### What you should do
Please copy the lines below, exactly as they are, from the one with "Target: row of gravestones" through the one with "pin the sun reflection", and leave out the pictures.
#### Information given ####
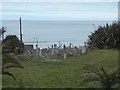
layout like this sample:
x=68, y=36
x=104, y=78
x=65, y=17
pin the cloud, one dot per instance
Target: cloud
x=69, y=15
x=60, y=1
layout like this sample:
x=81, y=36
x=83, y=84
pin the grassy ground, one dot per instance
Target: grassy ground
x=63, y=74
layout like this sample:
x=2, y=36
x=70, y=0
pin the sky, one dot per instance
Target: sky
x=60, y=9
x=54, y=20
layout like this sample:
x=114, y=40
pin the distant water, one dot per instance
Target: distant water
x=51, y=32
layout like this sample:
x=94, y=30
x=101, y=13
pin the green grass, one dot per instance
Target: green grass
x=63, y=74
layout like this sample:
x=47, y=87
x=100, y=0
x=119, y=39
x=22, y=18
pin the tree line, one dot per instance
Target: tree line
x=107, y=36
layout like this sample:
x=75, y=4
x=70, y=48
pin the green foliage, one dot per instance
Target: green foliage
x=107, y=80
x=63, y=73
x=10, y=49
x=9, y=62
x=107, y=36
x=13, y=44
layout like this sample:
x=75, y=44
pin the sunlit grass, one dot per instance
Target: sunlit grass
x=63, y=73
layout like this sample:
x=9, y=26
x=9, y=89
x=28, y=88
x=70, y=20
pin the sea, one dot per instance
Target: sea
x=46, y=33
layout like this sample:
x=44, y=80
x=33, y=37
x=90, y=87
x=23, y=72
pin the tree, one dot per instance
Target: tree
x=13, y=44
x=107, y=36
x=106, y=80
x=2, y=31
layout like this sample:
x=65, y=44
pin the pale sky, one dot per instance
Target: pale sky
x=60, y=9
x=56, y=10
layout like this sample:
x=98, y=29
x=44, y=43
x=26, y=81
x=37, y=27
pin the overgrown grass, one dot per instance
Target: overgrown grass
x=62, y=74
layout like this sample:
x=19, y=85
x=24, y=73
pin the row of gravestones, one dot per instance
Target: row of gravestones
x=37, y=54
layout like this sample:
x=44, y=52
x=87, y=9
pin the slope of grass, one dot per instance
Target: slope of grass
x=63, y=74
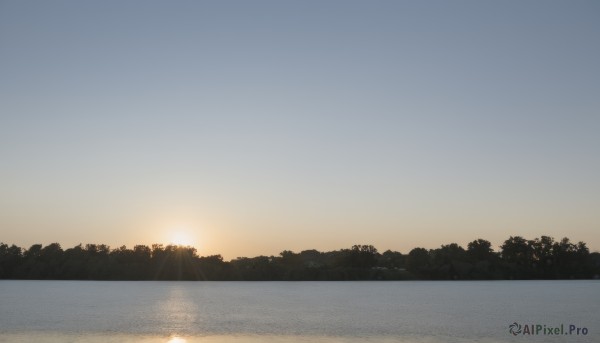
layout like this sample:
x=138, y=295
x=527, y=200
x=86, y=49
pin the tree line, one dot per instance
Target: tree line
x=518, y=258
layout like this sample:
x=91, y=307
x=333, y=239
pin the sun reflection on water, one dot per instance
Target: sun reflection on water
x=177, y=339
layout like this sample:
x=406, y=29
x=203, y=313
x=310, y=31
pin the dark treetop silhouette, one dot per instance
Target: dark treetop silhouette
x=518, y=258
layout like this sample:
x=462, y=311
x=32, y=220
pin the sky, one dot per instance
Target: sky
x=247, y=128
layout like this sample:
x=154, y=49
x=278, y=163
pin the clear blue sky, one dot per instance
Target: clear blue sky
x=251, y=127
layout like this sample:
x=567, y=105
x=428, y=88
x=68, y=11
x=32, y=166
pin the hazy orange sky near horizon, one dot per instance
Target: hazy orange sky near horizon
x=249, y=128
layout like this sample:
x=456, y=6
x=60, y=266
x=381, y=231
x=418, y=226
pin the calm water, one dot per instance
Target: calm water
x=177, y=312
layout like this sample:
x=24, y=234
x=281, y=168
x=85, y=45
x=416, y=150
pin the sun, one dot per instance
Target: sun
x=180, y=237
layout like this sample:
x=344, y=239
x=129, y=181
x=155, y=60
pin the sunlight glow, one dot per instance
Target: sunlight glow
x=180, y=237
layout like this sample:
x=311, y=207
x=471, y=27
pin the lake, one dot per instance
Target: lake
x=406, y=311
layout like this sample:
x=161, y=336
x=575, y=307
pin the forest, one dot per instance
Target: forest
x=517, y=259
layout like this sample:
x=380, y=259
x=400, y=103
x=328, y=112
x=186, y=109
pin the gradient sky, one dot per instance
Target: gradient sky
x=258, y=126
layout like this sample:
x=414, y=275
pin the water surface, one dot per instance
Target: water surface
x=177, y=312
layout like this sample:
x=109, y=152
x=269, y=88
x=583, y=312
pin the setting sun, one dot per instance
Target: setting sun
x=180, y=237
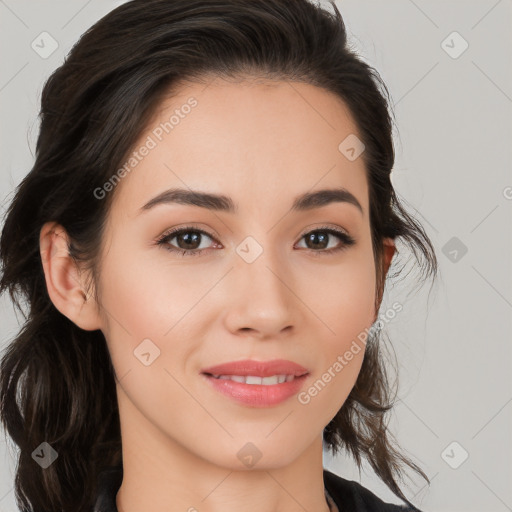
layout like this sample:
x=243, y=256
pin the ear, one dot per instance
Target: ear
x=388, y=253
x=64, y=281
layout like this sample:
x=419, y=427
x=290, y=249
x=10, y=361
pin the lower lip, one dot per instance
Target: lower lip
x=257, y=395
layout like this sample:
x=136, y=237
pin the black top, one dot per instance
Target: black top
x=347, y=495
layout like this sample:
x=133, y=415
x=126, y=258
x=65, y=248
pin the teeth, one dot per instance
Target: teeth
x=251, y=379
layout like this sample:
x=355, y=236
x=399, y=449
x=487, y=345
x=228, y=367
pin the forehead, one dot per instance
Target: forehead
x=247, y=139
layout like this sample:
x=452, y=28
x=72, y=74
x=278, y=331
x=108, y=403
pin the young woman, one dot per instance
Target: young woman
x=202, y=246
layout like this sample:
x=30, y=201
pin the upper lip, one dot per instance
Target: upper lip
x=257, y=368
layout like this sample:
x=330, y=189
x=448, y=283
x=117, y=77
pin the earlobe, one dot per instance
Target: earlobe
x=64, y=281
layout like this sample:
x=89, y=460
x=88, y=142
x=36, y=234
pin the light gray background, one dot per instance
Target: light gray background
x=453, y=168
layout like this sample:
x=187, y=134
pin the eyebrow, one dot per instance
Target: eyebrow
x=222, y=203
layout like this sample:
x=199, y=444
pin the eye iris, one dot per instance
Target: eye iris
x=318, y=235
x=187, y=238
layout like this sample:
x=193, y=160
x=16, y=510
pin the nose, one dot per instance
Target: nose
x=261, y=300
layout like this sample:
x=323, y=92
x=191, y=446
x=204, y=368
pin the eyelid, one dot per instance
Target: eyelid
x=346, y=240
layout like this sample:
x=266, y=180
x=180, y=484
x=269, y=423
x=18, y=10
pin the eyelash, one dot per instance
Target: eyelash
x=346, y=239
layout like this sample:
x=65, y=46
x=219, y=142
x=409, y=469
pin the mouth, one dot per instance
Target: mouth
x=254, y=390
x=271, y=380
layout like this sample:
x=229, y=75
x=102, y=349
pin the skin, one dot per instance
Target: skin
x=262, y=144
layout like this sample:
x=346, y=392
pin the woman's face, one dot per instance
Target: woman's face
x=263, y=282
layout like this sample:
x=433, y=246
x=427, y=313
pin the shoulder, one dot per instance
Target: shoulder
x=351, y=495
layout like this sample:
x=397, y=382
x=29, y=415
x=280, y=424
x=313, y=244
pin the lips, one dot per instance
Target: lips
x=249, y=367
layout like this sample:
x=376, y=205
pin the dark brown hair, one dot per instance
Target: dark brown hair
x=57, y=382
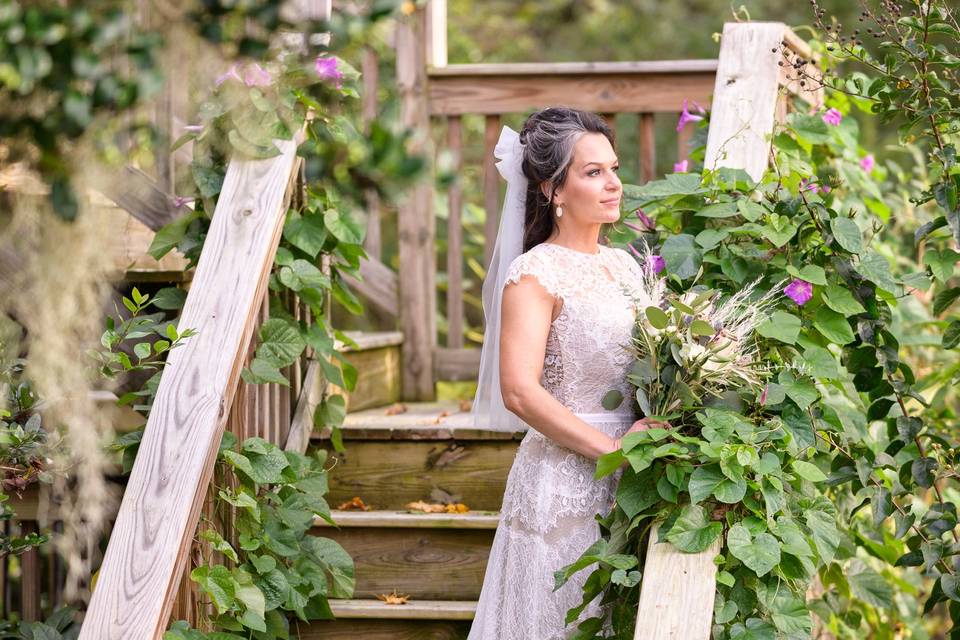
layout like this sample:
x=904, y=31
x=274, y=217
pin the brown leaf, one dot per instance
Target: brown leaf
x=395, y=409
x=394, y=598
x=355, y=504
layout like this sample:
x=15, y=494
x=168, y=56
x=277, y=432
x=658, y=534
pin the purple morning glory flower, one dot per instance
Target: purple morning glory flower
x=256, y=76
x=832, y=117
x=327, y=69
x=686, y=116
x=656, y=263
x=799, y=291
x=645, y=219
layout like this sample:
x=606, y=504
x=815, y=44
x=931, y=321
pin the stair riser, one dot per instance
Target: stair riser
x=426, y=564
x=387, y=474
x=385, y=630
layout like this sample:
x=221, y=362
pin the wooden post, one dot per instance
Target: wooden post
x=158, y=517
x=417, y=227
x=676, y=596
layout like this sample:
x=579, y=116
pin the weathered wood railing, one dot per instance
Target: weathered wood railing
x=199, y=396
x=677, y=592
x=431, y=91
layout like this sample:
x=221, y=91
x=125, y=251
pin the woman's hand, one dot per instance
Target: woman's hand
x=642, y=424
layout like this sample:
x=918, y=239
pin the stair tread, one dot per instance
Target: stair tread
x=413, y=610
x=412, y=519
x=420, y=421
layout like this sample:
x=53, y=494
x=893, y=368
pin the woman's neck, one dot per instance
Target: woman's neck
x=582, y=238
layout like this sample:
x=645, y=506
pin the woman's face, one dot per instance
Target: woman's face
x=592, y=190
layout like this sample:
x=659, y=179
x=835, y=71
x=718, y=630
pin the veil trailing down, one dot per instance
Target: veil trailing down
x=488, y=409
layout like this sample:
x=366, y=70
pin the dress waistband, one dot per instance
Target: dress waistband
x=606, y=416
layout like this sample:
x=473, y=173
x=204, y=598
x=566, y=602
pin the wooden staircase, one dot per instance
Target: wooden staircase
x=437, y=559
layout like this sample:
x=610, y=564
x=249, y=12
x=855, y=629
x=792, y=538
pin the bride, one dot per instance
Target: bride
x=559, y=310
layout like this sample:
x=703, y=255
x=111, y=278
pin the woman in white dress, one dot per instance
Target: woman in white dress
x=560, y=309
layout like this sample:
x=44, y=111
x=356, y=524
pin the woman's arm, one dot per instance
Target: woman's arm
x=526, y=314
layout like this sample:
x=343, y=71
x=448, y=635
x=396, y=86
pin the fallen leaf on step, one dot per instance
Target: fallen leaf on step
x=440, y=416
x=354, y=504
x=395, y=409
x=435, y=507
x=394, y=598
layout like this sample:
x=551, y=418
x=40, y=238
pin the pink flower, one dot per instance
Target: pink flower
x=799, y=291
x=256, y=76
x=832, y=117
x=232, y=72
x=645, y=219
x=656, y=264
x=686, y=116
x=327, y=70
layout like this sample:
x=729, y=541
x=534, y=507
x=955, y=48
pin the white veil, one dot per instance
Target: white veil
x=488, y=410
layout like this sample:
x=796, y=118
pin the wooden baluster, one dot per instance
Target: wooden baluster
x=491, y=186
x=29, y=576
x=648, y=148
x=455, y=238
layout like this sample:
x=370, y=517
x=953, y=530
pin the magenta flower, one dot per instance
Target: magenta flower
x=233, y=72
x=656, y=264
x=686, y=116
x=799, y=291
x=645, y=219
x=256, y=76
x=327, y=70
x=832, y=117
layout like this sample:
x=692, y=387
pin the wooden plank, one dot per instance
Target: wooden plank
x=744, y=98
x=158, y=517
x=415, y=220
x=420, y=610
x=455, y=237
x=301, y=426
x=389, y=474
x=639, y=67
x=457, y=364
x=491, y=186
x=348, y=629
x=378, y=285
x=676, y=594
x=424, y=563
x=613, y=93
x=648, y=147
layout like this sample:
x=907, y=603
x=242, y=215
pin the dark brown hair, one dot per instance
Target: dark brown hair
x=549, y=136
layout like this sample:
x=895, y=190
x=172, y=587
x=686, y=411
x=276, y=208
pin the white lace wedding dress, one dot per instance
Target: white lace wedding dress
x=551, y=498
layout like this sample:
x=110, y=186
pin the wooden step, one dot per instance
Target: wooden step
x=374, y=620
x=427, y=556
x=391, y=460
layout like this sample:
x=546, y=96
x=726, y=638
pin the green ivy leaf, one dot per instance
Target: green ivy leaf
x=847, y=234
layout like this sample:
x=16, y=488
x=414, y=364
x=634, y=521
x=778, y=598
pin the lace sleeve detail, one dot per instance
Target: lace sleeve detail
x=535, y=264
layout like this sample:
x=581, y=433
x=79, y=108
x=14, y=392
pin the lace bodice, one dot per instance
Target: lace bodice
x=586, y=354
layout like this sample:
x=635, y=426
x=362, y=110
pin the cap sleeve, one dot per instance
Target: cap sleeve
x=534, y=263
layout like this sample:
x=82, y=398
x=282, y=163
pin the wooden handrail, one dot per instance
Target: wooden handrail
x=677, y=593
x=148, y=549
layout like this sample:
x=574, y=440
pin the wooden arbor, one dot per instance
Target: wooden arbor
x=432, y=90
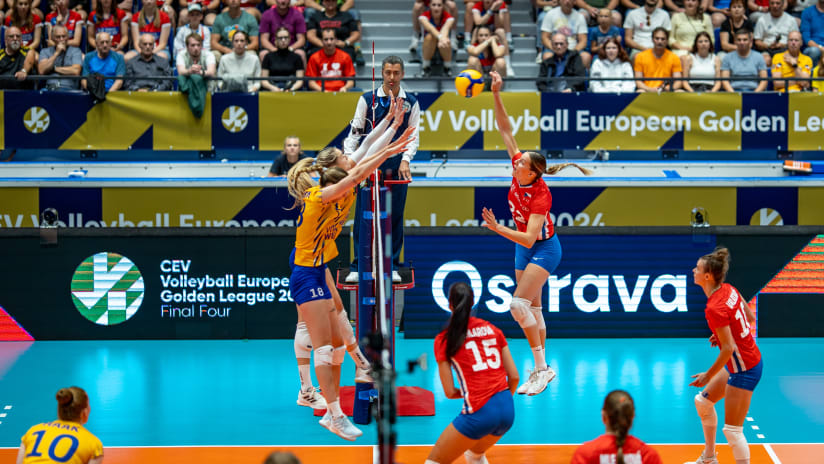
####
### Problem solution
Target: row of gravestones
x=37, y=54
layout like this sample:
x=44, y=52
x=87, y=9
pin the slope of grass, one dot per instance
Target: slope of grass
x=63, y=74
layout like this sample:
x=138, y=295
x=527, y=200
x=86, y=49
pin the tree line, one dot per instance
Target: tree line
x=518, y=258
layout like this sample:
x=91, y=307
x=333, y=239
pin the sun reflection on water, one dot per instance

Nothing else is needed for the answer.